• やること
[1] 引用文によると、一日目に泊まった宿の名前は何ですか。
[2] 引用文の「作りは古めだが広くてきれいなホテル。よくある田舎のリゾートホテルという感じだ。」から「ここでしれっと島寿司童貞を捨てる。」までを、一字も変えずに書き出してください。

• 引用文
_ _ _

死んだ亀

デッドタートル

八丈島:運動会行きたい症候群

 思いがけずほっこりアクティビティに触れた私達、八丈島には毎年運動会シーズンにくることを誓い、ホテルへ向かう。

一日目の宿はリードパークリゾート八丈島

作りは古めだが広くてきれいなホテル。よくある田舎のリゾートホテルという感じだ。

夜ご飯までには時間があったので昼寝をすることに。

私達の旅には、結構昼寝タイムが登場する。まんきんの夜を過ごす為に、夕方頃昼寝をするのだ。

 

よるご飯はホテルでご飯。島寿司や、明日葉料理、くさや等を食べた。

人生初のくさやはまずかった。

ここでしれっと島寿司童貞を捨てる。

醤油漬けしたネタ(白身魚が多かった気がする)とやや甘いシャリが何とも言えずうまい。

これはいかにも「島に来たら食べたくなる寿司」だ。

_ _ _

• 学習資料

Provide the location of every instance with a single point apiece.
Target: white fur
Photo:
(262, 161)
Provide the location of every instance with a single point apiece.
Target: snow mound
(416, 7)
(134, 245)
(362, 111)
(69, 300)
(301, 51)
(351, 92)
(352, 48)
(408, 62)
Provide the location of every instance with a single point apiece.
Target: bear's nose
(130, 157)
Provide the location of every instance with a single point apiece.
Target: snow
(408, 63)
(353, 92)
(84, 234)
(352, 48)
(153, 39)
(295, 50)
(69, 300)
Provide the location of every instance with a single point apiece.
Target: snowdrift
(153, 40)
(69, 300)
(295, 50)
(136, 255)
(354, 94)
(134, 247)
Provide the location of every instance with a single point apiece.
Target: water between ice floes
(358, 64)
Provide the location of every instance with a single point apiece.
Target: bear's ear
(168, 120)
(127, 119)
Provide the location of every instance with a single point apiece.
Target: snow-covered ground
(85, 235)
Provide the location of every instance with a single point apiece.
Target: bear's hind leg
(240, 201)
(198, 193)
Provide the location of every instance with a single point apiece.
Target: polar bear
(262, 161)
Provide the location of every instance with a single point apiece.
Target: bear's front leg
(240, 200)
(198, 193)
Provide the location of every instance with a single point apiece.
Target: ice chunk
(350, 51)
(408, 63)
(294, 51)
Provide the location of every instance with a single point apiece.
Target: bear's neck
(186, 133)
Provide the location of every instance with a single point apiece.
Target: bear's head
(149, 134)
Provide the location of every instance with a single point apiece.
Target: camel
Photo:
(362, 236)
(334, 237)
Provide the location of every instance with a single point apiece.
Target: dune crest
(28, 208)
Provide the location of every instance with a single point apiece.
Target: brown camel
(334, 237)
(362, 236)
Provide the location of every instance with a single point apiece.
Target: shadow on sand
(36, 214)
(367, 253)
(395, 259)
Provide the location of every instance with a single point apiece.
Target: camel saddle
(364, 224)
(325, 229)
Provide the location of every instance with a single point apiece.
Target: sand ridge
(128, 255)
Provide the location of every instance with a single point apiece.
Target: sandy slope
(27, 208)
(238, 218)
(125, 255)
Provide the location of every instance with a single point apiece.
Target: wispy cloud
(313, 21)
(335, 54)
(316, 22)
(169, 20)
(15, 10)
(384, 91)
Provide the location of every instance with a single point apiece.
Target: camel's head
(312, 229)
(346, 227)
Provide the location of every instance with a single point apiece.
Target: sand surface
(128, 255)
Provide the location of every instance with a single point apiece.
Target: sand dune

_ _ _

• 順番どおりの答え
[1] リードパークリゾート八丈島

[2]
作りは古めだが広くてきれいなホテル。よくある田舎のリゾートホテルという感じだ。

夜ご飯までには時間があったので昼寝をすることに。

私達の旅には、結構昼寝タイムが登場する。まんきんの夜を過ごす為に、夕方頃昼寝をするのだ。

 

よるご飯はホテルでご飯。島寿司や、明日葉料理、くさや等を食べた。

人生初のくさやはまずかった。

ここでしれっと島寿司童貞を捨てる。